Work task> Out of the data below, copy every line with the string "matching".

::::::::

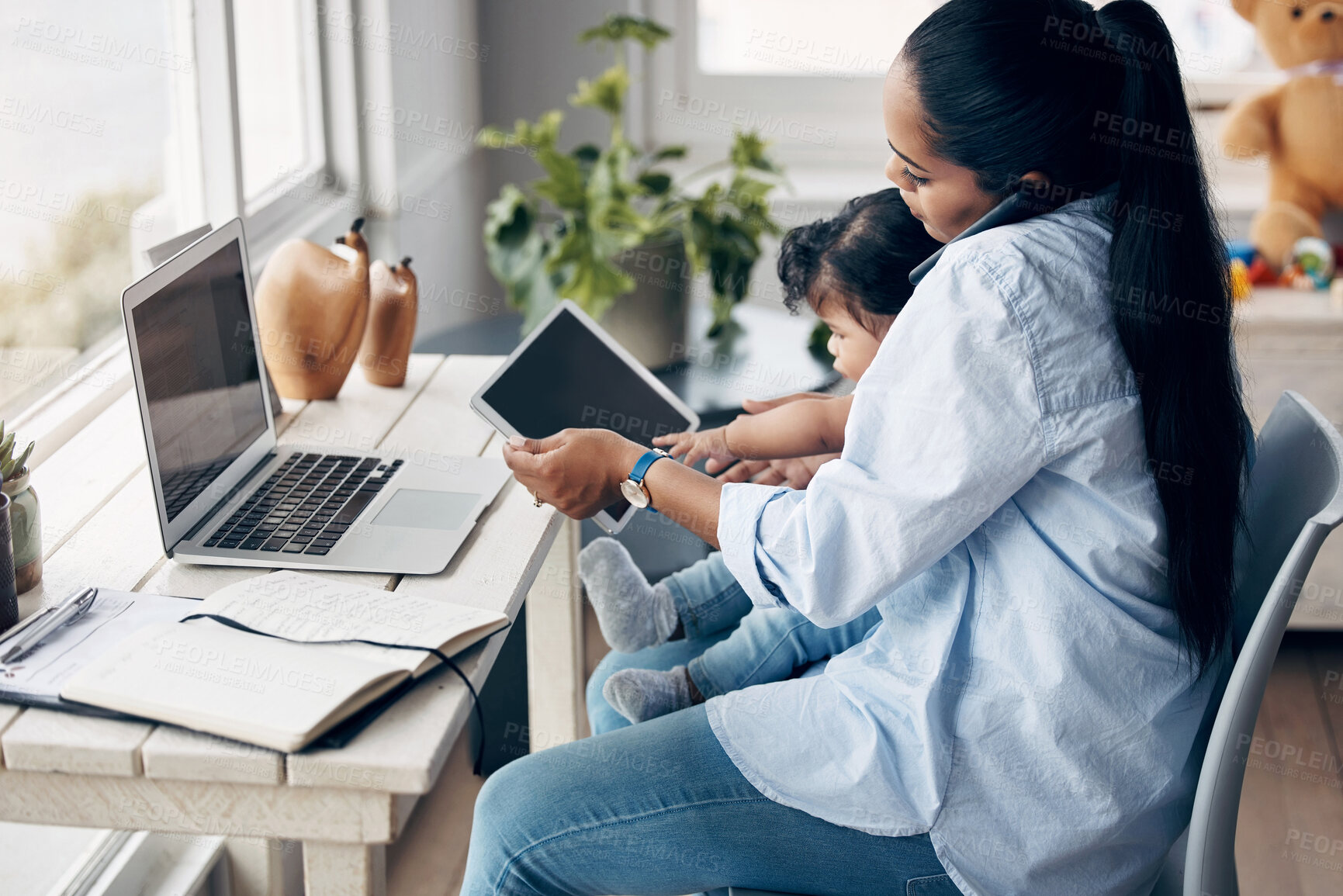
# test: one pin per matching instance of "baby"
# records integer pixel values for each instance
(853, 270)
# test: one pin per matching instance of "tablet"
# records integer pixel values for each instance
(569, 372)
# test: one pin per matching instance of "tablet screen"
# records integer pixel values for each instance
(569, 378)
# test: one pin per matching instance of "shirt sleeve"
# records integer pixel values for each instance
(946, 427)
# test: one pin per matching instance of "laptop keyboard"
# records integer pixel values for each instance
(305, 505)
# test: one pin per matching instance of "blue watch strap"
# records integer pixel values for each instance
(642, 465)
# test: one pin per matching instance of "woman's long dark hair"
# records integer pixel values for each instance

::::::::

Exercise response>
# test: one pin per matching instance of "baby"
# test: one pin per matching instance of "tablet"
# test: one pin per matching instance of "tablet screen"
# test: one pin per matching instance of "shirt sleeve"
# test: one pin per matching instance of "laptop keyboard"
# test: one pin per matching instance of "blue watch strap"
# test: one pin per matching instance of "woman's long dark hair"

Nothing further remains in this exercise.